**Task description**: Starting with the line that contains "indicate the hanging", set down each line through the end of the entries below, exactly and with nothing added.

Data items
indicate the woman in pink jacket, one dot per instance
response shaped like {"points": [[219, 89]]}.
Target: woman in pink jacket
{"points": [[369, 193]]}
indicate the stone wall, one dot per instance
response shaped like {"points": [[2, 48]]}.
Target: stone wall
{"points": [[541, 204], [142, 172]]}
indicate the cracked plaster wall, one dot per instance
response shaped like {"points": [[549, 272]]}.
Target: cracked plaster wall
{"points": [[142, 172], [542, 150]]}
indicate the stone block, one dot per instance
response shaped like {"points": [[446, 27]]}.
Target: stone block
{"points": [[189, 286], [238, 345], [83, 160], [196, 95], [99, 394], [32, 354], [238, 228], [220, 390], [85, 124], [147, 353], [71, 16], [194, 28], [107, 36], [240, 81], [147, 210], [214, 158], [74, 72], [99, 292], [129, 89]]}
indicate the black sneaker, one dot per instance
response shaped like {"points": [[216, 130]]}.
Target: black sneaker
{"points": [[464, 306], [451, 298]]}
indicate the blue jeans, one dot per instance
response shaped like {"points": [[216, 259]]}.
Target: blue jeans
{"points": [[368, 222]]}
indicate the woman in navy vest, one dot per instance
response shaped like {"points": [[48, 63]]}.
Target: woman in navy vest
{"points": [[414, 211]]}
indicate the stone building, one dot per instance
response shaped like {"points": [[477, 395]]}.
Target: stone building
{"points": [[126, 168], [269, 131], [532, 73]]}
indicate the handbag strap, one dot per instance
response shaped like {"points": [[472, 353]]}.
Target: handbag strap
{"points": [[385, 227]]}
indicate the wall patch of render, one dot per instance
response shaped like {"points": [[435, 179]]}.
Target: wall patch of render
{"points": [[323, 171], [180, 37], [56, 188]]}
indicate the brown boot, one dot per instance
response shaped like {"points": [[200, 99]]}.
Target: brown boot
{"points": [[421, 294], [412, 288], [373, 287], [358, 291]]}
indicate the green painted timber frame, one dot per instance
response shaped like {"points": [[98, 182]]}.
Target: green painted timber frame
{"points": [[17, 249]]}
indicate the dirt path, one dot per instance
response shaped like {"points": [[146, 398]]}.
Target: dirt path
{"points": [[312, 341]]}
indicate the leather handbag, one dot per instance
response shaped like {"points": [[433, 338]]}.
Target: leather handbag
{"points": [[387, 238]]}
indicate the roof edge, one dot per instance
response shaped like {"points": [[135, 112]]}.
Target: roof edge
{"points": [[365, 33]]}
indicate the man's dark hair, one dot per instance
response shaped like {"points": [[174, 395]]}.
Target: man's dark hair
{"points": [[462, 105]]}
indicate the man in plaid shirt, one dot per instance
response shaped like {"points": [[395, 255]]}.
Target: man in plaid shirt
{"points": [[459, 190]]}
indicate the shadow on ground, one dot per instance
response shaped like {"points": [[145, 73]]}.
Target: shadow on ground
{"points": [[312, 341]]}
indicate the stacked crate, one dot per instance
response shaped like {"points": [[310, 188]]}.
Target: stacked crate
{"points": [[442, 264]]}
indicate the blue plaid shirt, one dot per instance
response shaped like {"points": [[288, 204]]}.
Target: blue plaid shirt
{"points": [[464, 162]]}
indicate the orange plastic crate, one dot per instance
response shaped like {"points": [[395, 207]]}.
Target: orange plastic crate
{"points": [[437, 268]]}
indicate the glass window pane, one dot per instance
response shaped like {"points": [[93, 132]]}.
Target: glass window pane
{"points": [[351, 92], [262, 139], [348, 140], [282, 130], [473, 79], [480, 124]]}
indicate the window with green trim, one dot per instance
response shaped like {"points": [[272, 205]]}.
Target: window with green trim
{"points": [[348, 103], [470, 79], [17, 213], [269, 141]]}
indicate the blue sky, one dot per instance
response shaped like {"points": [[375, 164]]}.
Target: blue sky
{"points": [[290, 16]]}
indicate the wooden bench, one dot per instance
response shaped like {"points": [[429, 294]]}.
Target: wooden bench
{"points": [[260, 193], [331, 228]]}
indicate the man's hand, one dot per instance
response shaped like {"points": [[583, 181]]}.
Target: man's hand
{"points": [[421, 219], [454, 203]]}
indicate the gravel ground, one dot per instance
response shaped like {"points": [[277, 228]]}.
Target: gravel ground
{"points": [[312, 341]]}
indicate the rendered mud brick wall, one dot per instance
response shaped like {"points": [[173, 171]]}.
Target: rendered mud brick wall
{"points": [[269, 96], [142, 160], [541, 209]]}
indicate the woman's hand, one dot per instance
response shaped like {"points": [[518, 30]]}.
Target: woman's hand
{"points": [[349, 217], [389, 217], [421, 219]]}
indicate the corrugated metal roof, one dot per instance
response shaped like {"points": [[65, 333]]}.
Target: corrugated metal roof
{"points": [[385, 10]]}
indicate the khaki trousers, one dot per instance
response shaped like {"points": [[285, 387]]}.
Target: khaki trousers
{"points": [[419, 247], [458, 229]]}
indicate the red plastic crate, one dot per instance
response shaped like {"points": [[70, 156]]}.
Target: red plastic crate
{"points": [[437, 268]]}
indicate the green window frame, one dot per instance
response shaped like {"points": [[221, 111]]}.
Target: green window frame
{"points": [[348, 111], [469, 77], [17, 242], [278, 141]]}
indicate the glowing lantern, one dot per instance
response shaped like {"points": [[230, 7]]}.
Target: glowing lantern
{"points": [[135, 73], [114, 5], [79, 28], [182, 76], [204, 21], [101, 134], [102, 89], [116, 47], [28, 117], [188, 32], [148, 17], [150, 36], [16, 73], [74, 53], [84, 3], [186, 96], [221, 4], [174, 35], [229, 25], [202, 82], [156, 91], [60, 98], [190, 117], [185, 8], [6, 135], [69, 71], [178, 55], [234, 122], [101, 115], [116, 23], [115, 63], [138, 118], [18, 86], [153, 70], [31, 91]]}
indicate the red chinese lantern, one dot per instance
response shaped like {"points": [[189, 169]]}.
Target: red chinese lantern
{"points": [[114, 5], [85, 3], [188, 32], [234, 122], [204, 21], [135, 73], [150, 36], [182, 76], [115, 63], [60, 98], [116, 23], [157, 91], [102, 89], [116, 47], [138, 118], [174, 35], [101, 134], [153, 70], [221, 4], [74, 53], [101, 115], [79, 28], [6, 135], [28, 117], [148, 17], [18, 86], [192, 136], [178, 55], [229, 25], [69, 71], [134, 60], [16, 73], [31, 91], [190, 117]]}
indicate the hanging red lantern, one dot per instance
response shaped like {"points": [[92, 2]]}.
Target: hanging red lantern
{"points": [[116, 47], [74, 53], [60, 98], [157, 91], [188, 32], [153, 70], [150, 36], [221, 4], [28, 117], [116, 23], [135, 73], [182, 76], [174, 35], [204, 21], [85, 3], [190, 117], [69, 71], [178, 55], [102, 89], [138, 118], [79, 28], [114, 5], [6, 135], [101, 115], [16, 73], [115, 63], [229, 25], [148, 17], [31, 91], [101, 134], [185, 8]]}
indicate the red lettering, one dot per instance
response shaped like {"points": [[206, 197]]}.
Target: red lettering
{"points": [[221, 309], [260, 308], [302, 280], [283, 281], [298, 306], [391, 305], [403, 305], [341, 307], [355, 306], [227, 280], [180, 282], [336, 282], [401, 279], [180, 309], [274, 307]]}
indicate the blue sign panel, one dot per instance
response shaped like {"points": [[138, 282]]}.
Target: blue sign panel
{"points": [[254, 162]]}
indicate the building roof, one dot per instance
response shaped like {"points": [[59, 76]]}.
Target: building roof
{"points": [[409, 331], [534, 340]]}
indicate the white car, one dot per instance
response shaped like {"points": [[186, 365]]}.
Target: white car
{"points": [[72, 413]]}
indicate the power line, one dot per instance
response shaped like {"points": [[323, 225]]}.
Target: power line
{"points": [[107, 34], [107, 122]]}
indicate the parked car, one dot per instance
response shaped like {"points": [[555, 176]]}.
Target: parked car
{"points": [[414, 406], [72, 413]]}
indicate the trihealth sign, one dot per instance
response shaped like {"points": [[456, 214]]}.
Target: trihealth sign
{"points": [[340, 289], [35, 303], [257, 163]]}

**Output of the task**:
indicate the hanging red lantern, one dot per instance
response shaped like {"points": [[92, 2]]}.
Target: hanging red lantern
{"points": [[116, 47], [74, 53], [60, 98], [157, 91], [188, 32], [153, 70], [150, 36], [221, 4], [28, 117], [116, 23], [135, 73], [182, 76], [174, 35], [204, 21], [85, 3], [190, 117], [69, 71], [178, 55], [102, 89], [138, 118], [79, 28], [114, 5], [6, 135], [101, 115], [16, 73], [115, 63], [229, 25], [148, 17], [31, 91], [101, 134], [185, 8]]}
indicate the red lettering, one dot per instance
response shaped like {"points": [[206, 197]]}.
Target: red lettering
{"points": [[221, 309], [260, 308], [302, 280], [283, 281], [298, 306], [391, 305], [403, 305], [341, 307], [355, 306], [227, 280], [180, 282], [336, 282], [401, 279], [180, 309], [274, 307]]}
indicate the blue sign panel, one dot per instance
response shaped like {"points": [[138, 282]]}.
Target: blue sign panel
{"points": [[254, 162]]}
indicate the building roof, one dot per instance
response shaped like {"points": [[59, 76]]}.
Target: building roof
{"points": [[409, 331], [534, 340]]}
indicate the white car, one dot per instance
response shaped like {"points": [[186, 365]]}.
Target: white car
{"points": [[72, 413]]}
indicate the power line, one dot per instance
response shaped like {"points": [[323, 225]]}.
Target: power line
{"points": [[107, 34], [107, 122]]}
indicate the parked car, one dot per instance
response shaped like {"points": [[555, 176]]}.
Target: parked car
{"points": [[414, 406], [72, 413]]}
indicate the trihealth sign, one dot per instance
response shaped like {"points": [[456, 214]]}.
Target: trihealth sign
{"points": [[340, 289], [35, 303], [257, 163]]}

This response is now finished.